For one side, it was hilarious; from the other, it was laughable. Damning, too. Yet still Madrid play the it's-someone-else's-fault card.
Admittedly, Benitez doesn't have a lot of choice in what he says in this respect; he's simply regurgitating the words of club director Emilio Butragueno and president Florentino Perez. In the immediate aftermath of the game in Cadiz, Butragueno had said "this is not about looking for someone to take the blame," only to then explain who else there might be to take the blame.
The following day, Perez then held a press conference in which he basically said: We didn't know, so it doesn't count.
Really?

From Madrid, the biggest crime in all of this is not the act itself but the response to it. Though fielding Cheryshev was a mistake, it wasn't malicious in any way nor an attempt to gain a competitive advantage; it was an honest blunder.
But instead of simply admitting that and then exploring their options, Madrid took the stance that's becoming increasingly frequent, pointing fingers at everyone else rather than taking an inward glance—something this club just refuses to do.
Only a couple of weeks earlier, following the club's thrashing in the Clasico against Barcelona, Perez blamed the media, the fans and former manager Carlo Ancelotti; when the club couldn't organise itself in time to sign David De Gea, Perez blamed Manchester United; when the team fell in a hole late last season, Perez blamed an external "agenda" against the club.
It's why you want to grab them and shake them. Can they not see how ridiculous all of this is? How ludicrous they sound?
Do they not care how all of this looks?
Somewhere along the line, Real Madrid as an institution has moved on to a different plane of existence. Detached from the reality the rest of the game exists in, the club has become so consumed by its own sense of self-importance that it's grown incapable of reflection and critical self-analysis.
There's a problem? Blame someone else.
There's a player we don't need? Sign him.
There's a coach we do need? Sack him.
We need a sporting director? No, we don't.
They can kick us out of the cup? No, they can't.
Unity and stability leads to success? Pfffft.

◆ **MATERIAL**
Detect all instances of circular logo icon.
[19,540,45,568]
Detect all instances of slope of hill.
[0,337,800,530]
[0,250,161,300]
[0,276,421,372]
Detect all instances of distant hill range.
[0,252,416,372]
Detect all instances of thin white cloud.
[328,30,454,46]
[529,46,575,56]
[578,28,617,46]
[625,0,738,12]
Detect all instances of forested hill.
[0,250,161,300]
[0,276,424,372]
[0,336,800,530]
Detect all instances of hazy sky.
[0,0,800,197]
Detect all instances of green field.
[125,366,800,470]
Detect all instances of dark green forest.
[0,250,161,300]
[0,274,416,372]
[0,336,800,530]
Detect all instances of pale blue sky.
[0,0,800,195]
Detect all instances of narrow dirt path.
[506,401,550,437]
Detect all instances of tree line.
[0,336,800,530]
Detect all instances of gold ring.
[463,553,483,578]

* * *

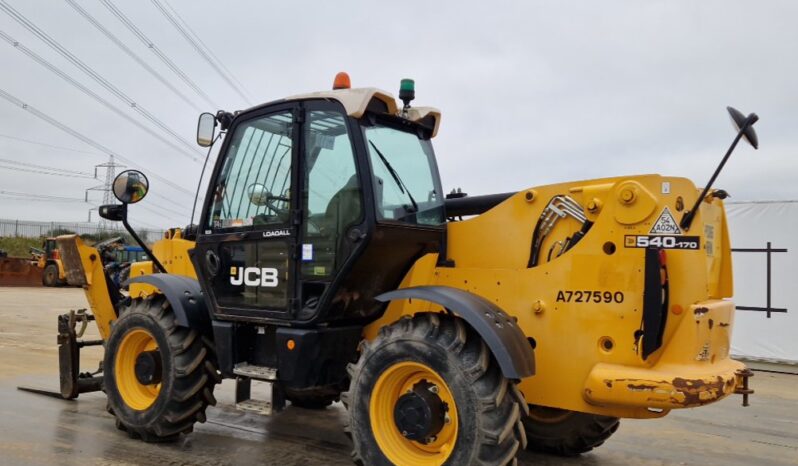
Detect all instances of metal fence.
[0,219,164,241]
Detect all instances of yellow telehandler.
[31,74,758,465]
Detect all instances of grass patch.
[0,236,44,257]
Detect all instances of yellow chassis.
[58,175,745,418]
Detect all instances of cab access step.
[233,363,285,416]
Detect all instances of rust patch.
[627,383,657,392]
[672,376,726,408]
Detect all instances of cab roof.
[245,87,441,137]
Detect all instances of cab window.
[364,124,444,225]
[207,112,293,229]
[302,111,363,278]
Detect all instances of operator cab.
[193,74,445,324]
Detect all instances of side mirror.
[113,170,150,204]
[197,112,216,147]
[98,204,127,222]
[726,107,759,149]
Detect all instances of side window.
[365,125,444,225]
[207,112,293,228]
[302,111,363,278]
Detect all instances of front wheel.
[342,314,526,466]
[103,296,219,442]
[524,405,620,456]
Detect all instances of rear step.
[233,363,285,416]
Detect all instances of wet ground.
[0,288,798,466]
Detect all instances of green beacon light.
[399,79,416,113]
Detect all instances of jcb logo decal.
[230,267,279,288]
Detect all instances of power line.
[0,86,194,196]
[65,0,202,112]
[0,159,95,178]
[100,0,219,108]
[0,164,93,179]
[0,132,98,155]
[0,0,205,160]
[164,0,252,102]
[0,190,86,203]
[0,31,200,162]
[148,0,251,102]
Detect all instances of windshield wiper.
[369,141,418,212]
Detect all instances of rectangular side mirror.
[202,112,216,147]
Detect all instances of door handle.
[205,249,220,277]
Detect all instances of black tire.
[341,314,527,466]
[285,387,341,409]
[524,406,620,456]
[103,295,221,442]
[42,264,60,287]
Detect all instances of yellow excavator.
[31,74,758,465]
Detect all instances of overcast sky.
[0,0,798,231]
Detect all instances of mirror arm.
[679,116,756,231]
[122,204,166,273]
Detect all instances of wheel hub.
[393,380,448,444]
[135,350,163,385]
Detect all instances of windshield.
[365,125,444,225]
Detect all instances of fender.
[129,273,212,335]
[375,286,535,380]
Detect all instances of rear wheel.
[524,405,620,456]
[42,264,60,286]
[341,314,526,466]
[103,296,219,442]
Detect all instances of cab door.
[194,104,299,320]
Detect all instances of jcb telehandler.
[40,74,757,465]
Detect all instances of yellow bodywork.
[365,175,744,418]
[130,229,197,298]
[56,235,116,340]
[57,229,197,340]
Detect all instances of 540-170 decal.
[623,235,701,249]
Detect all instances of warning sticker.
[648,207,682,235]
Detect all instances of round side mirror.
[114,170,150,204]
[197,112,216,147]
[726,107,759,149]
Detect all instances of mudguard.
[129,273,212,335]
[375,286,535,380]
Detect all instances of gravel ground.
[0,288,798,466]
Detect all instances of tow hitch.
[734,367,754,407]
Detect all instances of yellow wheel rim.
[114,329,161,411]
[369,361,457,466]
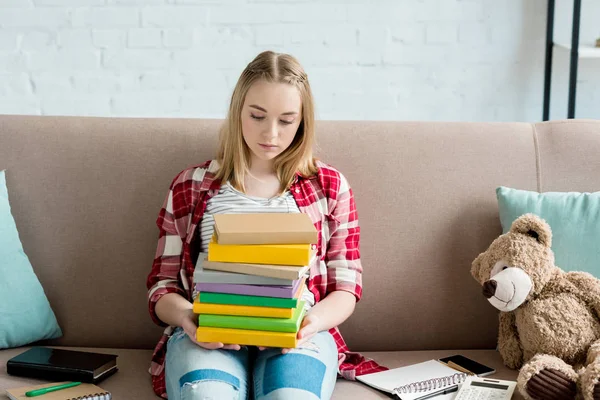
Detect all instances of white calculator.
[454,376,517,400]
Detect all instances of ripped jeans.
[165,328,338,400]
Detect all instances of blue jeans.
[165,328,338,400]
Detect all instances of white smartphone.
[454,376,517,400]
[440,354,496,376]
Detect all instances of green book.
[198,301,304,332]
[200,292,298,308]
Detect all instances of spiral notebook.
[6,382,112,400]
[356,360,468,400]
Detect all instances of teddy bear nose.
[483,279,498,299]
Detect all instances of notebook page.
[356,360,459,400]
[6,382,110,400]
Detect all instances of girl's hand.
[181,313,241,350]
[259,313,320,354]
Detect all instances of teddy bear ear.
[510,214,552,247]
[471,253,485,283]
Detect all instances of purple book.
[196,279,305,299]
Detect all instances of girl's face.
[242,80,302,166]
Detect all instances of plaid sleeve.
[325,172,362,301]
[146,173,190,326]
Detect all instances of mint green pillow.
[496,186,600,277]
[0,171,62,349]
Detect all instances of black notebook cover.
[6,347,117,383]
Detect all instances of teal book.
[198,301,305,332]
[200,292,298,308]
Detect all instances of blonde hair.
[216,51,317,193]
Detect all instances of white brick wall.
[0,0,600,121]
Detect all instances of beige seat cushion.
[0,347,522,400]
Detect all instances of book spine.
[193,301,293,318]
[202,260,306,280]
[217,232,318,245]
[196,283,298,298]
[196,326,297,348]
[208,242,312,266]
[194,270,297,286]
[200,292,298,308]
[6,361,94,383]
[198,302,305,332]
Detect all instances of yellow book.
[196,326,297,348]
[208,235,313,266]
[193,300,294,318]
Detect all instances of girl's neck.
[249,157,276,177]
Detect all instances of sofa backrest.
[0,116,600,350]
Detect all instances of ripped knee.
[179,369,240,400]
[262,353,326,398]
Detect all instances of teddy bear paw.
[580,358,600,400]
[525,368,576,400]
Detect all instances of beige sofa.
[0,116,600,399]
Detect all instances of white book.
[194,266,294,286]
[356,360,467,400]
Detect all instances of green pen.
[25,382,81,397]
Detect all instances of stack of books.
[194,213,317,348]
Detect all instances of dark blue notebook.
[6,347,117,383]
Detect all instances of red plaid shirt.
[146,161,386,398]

◆ **AIM 1**
From the Real Madrid piece, list everyone and everything that Perez is said to have blamed.
◆ **AIM 2**
Check each statement against the Real Madrid piece. For each one, answer yes or no and quote the words from the piece that settle it.
(a) The piece describes fielding Cheryshev as a malicious attempt to gain an advantage.
(b) Butragueno spoke right after the game in Cadiz.
(c) Perez held a press conference the following day.
◆ **AIM 3**
Copy the part of the Real Madrid piece that starts with "Do they not" and goes on through "and critical self-analysis.".

◆ **FINAL RESULT 1**
- the media
- the fans
- former manager Carlo Ancelotti
- Manchester United
- an external "agenda" against the club

◆ **FINAL RESULT 2**
(a) No: "it wasn't malicious in any way nor an attempt to gain a competitive advantage; it was an honest blunder."
(b) Yes: "In the immediate aftermath of the game in Cadiz, Butragueno had said"
(c) Yes: "The following day, Perez then held a press conference"

◆ **FINAL RESULT 3**
Do they not care how all of this looks?
Somewhere along the line, Real Madrid as an institution has moved on to a different plane of existence. Detached from the reality the rest of the game exists in, the club has become so consumed by its own sense of self-importance that it's grown incapable of reflection and critical self-analysis.